§ **Written exercise**:
Reproduce verbatim only the lines from the one containing "Question. For every instance of the stony" through the last line below, both included.

Image point annotation entries
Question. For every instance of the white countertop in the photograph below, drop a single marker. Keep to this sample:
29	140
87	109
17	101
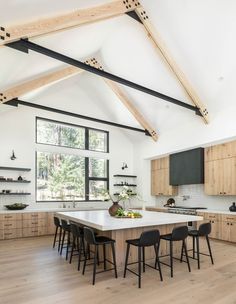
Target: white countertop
101	219
217	211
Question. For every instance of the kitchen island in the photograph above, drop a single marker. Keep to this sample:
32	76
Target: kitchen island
121	229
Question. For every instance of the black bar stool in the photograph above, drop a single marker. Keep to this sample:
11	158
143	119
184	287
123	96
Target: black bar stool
178	234
77	242
147	239
58	226
203	230
66	232
91	239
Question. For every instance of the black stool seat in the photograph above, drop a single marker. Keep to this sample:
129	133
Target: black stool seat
91	239
99	240
178	234
147	239
203	231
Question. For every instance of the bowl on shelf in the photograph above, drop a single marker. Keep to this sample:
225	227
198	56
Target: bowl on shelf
17	206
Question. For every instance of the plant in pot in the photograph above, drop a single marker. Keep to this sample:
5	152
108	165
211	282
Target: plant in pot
116	198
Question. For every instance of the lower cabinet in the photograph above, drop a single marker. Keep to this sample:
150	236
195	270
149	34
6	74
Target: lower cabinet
223	227
26	224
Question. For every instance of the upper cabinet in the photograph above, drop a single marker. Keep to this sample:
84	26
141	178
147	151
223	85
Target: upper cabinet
220	169
160	184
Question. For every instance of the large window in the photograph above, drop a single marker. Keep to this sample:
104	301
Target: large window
67	177
50	132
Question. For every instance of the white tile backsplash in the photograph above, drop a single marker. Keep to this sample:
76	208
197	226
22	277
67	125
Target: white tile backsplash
194	196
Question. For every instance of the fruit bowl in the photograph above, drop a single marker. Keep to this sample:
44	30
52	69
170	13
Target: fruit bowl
16	206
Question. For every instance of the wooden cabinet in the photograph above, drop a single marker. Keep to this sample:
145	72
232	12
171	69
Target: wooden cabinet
223	226
27	224
220	169
160	177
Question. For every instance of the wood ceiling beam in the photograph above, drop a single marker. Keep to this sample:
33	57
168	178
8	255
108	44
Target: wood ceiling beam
28	86
65	21
125	101
159	44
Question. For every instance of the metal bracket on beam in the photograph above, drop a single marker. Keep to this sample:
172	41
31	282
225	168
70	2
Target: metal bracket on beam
19	46
135	16
13	102
50	53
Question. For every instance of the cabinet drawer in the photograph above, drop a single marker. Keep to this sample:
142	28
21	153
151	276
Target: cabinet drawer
6	225
34	215
11	217
228	218
34	231
34	222
12	234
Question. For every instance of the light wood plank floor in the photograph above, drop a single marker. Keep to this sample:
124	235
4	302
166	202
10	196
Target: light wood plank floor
32	272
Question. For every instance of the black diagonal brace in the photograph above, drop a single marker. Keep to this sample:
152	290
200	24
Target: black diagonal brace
15	102
47	52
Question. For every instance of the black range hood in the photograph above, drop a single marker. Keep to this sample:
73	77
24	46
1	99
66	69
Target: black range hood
187	167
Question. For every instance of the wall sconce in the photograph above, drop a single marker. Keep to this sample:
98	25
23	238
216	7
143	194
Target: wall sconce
13	157
124	166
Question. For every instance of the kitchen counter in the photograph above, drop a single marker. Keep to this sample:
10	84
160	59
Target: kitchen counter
101	219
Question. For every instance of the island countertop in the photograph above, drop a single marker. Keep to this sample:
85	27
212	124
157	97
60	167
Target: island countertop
101	219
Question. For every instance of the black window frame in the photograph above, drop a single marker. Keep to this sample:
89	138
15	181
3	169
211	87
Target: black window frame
87	177
86	145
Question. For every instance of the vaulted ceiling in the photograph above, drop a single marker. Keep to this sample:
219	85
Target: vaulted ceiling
199	34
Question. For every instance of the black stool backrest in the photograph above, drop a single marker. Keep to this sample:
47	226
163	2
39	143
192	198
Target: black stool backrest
57	221
204	229
89	236
64	225
149	238
75	229
179	233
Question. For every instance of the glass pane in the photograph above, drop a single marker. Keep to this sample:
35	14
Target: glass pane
97	140
97	167
96	188
53	133
60	177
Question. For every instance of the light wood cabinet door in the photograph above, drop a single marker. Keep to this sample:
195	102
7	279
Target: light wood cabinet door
220	177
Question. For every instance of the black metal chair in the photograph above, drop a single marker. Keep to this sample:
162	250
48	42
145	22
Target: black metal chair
66	233
178	234
203	231
58	226
77	242
91	239
147	239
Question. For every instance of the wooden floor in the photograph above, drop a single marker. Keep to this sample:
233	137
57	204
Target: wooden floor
32	272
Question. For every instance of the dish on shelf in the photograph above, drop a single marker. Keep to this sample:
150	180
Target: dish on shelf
16	206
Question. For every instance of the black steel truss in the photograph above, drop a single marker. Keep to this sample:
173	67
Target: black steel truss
15	102
25	45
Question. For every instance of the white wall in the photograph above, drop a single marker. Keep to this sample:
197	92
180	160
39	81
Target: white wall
17	131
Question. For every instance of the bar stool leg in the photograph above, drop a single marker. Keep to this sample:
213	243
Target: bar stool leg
198	255
72	249
59	243
114	258
143	259
193	247
126	258
55	237
186	253
68	244
95	263
158	261
139	267
171	259
209	248
104	256
62	243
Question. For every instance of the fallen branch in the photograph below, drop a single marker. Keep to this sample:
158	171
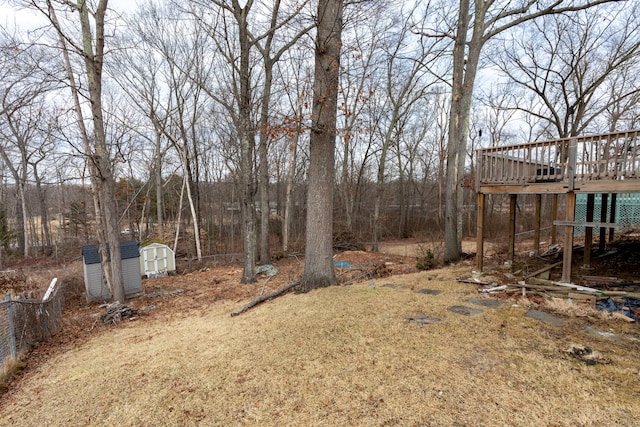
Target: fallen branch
543	270
263	298
116	311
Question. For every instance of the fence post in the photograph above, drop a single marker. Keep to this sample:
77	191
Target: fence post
12	332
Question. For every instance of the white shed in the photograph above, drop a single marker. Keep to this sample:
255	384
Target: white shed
94	281
157	260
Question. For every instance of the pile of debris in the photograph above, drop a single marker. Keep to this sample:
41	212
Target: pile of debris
621	298
116	311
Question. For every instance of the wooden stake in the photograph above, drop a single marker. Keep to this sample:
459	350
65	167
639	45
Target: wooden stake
568	238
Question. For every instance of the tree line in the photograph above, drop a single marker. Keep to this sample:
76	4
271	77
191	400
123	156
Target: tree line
221	118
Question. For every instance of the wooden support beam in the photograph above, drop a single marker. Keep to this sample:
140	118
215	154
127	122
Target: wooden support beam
536	225
554	216
590	224
568	238
588	231
512	227
603	218
612	215
480	233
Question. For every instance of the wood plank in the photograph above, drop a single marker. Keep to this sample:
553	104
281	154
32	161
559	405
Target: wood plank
480	233
543	270
568	238
590	224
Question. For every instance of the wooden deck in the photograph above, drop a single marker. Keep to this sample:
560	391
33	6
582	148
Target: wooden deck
602	163
605	163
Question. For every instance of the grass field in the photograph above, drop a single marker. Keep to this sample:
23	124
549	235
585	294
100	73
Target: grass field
340	356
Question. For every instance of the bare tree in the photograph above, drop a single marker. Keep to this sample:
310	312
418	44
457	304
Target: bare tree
81	32
318	265
477	23
568	66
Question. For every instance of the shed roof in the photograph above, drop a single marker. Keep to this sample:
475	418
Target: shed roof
128	250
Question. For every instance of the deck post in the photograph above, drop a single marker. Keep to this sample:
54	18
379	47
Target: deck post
612	215
512	227
603	218
588	231
554	216
568	238
480	233
536	225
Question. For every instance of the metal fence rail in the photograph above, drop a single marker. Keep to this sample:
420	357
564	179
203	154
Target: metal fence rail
26	322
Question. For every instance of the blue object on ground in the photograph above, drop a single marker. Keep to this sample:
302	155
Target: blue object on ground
610	305
342	264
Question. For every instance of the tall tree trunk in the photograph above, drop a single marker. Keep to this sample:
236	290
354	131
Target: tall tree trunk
318	265
265	248
248	208
44	215
288	204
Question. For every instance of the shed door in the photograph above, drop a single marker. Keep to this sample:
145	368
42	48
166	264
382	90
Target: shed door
155	259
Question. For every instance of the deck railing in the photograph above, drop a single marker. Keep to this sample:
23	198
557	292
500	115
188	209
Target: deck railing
611	156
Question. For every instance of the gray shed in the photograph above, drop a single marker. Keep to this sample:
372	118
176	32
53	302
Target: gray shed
94	281
157	260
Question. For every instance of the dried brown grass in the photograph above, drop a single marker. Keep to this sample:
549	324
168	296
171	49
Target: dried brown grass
341	356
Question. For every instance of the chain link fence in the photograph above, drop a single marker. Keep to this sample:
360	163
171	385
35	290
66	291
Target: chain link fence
26	322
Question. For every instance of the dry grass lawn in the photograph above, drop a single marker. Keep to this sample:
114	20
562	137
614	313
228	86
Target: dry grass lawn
341	356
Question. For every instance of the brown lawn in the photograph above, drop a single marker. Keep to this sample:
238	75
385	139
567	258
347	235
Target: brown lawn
340	356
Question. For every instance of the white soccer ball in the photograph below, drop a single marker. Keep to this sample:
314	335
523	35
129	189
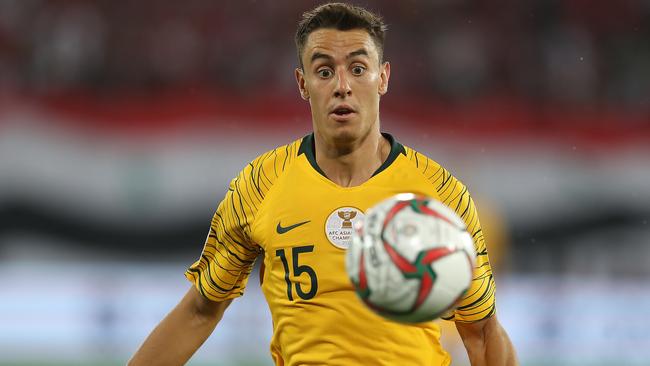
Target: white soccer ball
411	259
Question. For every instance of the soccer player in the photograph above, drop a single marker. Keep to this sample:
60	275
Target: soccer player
294	206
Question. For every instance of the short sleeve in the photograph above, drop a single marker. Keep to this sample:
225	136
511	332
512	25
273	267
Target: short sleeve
228	255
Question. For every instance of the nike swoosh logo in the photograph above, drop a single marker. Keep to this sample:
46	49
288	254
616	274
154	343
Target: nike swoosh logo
282	230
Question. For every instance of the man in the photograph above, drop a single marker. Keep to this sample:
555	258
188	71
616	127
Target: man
282	203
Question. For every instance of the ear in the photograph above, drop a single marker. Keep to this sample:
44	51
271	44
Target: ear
300	79
384	76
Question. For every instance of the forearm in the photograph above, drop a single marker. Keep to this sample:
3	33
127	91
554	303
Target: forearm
497	350
488	345
178	335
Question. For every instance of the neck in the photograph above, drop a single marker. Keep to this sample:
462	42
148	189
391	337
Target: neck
349	164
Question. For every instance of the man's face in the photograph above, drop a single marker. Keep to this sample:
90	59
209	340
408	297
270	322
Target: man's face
343	80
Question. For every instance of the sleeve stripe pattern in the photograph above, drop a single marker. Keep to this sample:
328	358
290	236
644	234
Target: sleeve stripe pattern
229	253
479	302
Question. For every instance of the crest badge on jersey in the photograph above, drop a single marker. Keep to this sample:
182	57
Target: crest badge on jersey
339	224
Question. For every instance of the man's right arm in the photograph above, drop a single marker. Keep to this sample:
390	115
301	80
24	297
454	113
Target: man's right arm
181	332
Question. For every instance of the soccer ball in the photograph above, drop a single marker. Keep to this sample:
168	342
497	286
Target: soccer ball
411	259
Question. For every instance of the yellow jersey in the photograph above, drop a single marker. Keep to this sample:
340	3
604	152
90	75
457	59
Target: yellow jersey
282	206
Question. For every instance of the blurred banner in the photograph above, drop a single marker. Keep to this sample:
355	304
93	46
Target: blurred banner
121	124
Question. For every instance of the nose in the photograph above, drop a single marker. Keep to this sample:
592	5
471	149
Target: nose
342	86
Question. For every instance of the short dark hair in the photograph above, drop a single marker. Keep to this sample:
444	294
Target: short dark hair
342	17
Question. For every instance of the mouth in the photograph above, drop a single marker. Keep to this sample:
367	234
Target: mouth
342	112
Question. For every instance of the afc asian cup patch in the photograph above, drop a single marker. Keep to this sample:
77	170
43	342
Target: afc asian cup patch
339	224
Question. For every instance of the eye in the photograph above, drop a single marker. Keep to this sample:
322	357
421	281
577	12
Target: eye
358	70
324	73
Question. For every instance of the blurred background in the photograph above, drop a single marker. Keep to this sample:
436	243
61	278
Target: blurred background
121	123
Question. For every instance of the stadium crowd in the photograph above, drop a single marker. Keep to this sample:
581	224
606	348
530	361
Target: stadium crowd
547	51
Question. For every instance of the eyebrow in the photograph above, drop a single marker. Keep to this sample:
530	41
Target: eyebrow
359	52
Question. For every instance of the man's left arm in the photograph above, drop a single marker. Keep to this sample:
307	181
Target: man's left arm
487	343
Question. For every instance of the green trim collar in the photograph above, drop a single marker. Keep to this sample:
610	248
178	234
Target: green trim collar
307	147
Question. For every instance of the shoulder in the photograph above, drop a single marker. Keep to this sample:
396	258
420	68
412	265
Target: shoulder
429	168
263	171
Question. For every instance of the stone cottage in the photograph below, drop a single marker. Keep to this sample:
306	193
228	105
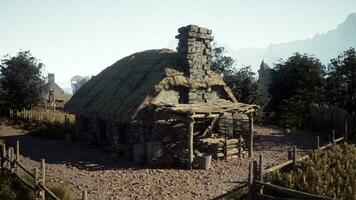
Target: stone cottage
171	99
54	96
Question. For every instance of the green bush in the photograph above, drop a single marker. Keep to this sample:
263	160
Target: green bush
61	192
13	189
329	173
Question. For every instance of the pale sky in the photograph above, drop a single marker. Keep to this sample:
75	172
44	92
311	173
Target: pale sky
85	36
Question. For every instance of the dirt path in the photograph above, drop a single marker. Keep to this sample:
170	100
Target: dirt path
108	177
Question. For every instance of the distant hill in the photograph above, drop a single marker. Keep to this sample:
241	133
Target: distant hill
324	46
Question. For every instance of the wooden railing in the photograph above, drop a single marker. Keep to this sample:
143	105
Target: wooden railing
10	161
256	183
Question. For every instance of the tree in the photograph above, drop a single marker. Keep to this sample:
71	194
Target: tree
296	83
340	86
222	64
22	81
242	82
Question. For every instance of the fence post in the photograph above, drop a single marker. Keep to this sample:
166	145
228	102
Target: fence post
240	146
85	195
333	136
294	155
250	117
37	189
250	180
3	155
43	167
346	131
261	171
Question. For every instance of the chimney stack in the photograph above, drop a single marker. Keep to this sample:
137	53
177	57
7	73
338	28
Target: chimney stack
195	53
51	81
195	50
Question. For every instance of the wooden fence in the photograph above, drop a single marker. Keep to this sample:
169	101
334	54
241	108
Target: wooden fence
327	118
10	161
256	183
39	116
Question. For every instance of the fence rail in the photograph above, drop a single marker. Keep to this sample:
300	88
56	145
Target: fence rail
256	183
10	162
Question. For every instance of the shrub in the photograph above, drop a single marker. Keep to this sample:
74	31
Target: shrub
328	173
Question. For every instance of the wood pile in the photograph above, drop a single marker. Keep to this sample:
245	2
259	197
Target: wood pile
221	148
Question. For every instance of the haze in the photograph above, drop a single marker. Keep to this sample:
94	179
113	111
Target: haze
84	37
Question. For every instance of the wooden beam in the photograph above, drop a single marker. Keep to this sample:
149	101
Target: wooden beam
190	129
250	117
211	126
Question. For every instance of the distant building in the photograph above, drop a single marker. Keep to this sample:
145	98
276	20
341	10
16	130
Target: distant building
54	96
265	73
77	82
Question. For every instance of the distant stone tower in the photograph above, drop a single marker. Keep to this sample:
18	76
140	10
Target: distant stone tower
195	53
264	74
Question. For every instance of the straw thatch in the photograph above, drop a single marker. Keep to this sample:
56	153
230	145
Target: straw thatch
212	107
120	91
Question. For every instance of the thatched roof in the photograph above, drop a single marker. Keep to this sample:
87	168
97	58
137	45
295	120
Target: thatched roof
213	107
120	91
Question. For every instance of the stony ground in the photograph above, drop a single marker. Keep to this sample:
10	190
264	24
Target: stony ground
108	177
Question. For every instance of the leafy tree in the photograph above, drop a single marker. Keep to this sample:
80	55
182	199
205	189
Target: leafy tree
296	83
22	81
340	86
221	63
242	82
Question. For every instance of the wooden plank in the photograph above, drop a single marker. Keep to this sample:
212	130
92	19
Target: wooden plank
24	182
250	117
279	166
49	192
190	129
268	197
293	193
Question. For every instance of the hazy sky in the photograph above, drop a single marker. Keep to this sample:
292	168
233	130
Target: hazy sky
84	37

§ **Response to the exercise**:
Question. For every instance of the stony ground in the photograph above, drop a single marker. Keep to this sample:
10	190
264	24
Target: stony ground
108	177
Question. For every instance of the leafy tree in the photograph above, drop a single marker. Keep to this sample:
80	55
182	199
205	189
Target: leafy tree
296	83
22	81
340	86
221	63
242	82
Question. For every instance of the wooden plank in the photograph above, drop a single marker. Keep to this sample:
212	130
92	19
Target: wooden plank
24	182
250	117
279	166
49	192
190	129
268	197
293	193
Question. For every instance of the hazy sky in the photograph above, drop a single marker. Keep to this sample:
292	168
233	130
Target: hazy sky
84	37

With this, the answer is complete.